*What needs to be done:* Please copy the entries below with "hoodie" substituted for every "sweatshirt", leaving everything else unchanged.

++++ Exercise input

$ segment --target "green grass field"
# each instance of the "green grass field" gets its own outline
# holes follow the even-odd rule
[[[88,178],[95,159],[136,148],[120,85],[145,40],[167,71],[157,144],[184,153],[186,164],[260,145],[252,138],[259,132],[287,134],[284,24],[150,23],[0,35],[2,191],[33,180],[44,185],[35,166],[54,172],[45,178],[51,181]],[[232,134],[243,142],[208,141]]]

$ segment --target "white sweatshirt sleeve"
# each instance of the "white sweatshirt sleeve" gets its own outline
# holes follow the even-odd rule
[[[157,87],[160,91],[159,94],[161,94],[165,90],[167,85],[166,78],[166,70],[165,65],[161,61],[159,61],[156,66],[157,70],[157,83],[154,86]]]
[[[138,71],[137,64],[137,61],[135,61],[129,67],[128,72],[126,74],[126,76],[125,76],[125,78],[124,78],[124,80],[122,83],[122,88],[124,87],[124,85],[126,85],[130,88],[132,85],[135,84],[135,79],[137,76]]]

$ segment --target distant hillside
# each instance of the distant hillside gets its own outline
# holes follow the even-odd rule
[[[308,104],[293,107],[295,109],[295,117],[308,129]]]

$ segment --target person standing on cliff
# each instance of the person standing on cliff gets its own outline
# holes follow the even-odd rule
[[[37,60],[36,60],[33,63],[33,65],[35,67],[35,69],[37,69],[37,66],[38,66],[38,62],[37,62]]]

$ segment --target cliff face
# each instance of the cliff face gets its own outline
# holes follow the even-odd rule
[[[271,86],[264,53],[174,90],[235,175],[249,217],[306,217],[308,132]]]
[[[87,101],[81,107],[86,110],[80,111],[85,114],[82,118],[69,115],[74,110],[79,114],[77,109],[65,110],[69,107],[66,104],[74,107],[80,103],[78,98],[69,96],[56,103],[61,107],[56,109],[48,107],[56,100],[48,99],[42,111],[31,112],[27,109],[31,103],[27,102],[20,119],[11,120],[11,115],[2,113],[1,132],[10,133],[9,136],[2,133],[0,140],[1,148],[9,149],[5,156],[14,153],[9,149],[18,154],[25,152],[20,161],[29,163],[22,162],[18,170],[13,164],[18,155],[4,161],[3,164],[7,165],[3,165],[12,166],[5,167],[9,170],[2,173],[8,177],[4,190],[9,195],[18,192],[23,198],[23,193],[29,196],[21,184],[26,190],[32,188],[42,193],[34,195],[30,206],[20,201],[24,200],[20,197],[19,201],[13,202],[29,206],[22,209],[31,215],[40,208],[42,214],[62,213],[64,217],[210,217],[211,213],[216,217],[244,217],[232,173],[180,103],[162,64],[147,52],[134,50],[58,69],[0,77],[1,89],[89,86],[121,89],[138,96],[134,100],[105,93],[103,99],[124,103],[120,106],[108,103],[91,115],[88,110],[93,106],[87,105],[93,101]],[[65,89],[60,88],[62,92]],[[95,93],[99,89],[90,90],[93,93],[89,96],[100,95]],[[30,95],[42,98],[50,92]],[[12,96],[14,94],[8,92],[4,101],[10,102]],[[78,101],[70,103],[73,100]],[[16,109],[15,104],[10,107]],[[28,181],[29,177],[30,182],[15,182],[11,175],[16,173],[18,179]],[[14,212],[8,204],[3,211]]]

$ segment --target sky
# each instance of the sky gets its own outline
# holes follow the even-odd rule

++++++++

*Output for this exercise:*
$ segment --target "green grass field"
# each instance of the "green grass field" gets its own outline
# holes follow the even-odd rule
[[[88,178],[95,159],[136,148],[120,85],[145,40],[167,71],[157,144],[184,153],[186,164],[260,145],[252,138],[259,132],[287,134],[284,24],[150,23],[0,35],[2,191],[33,180],[44,185],[35,166],[54,172],[45,178],[51,181]],[[232,134],[243,142],[208,141]]]

$ segment --target "white hoodie sleeve"
# each instance of the "white hoodie sleeve" gets its own outline
# holes follow the even-odd rule
[[[157,87],[160,91],[159,94],[161,94],[165,90],[167,85],[166,78],[166,70],[165,65],[161,61],[159,61],[156,66],[157,70],[157,83],[154,86]]]
[[[138,71],[137,64],[137,61],[135,61],[129,67],[128,72],[126,74],[126,76],[125,76],[125,78],[124,78],[124,80],[122,83],[122,88],[124,87],[124,85],[126,85],[130,88],[132,85],[135,84],[135,79],[137,76]]]

$ segment --target distant hillside
# each instance of the distant hillside gets its own outline
# holes follow the even-odd rule
[[[308,104],[293,107],[295,109],[295,117],[308,129]]]

$ segment --target person standing on cliff
# each instance of the person standing on cliff gets its own outline
# holes follow the even-odd rule
[[[37,60],[36,60],[33,63],[33,65],[35,67],[35,69],[37,69],[37,66],[38,66],[38,62],[37,62]]]

$ segment --target cliff face
# each instance of the cliff face gets its own outline
# holes follow the even-odd rule
[[[271,86],[264,53],[174,90],[235,175],[249,217],[306,217],[308,132]]]
[[[87,101],[81,107],[86,110],[80,111],[85,114],[82,118],[69,115],[74,110],[79,114],[77,109],[65,110],[69,107],[66,104],[74,107],[80,103],[78,98],[69,96],[56,103],[61,107],[56,109],[48,107],[56,100],[48,99],[42,111],[31,112],[27,109],[31,103],[27,102],[20,119],[11,120],[11,115],[2,113],[1,132],[10,133],[9,136],[2,133],[0,140],[1,148],[9,149],[5,156],[14,153],[9,149],[18,154],[25,152],[20,161],[29,163],[22,162],[18,170],[13,164],[18,155],[4,161],[3,164],[7,165],[3,165],[12,166],[5,167],[9,170],[2,173],[8,177],[4,190],[9,195],[18,192],[23,198],[23,193],[29,196],[21,184],[26,190],[32,188],[42,193],[34,195],[30,206],[20,201],[24,200],[20,197],[19,201],[13,202],[29,206],[22,209],[31,215],[40,208],[42,214],[62,213],[64,217],[210,217],[211,213],[216,217],[244,217],[232,173],[180,103],[162,64],[147,52],[134,50],[58,69],[0,77],[1,89],[89,86],[121,89],[138,96],[134,100],[105,93],[103,99],[124,103],[120,106],[108,103],[91,115],[88,110],[93,106],[87,105],[93,101]],[[65,89],[60,88],[62,92]],[[95,93],[99,89],[90,90],[93,93],[89,96],[100,95]],[[30,95],[42,98],[50,92]],[[12,96],[14,94],[8,92],[4,101],[10,102]],[[78,101],[70,103],[73,100]],[[16,109],[15,104],[10,107]],[[28,181],[29,177],[30,182],[15,182],[11,175],[16,173],[18,179]],[[14,212],[8,204],[3,211]]]

$ segment --target sky
# each instance of the sky gets its own outline
# holes follow the even-odd rule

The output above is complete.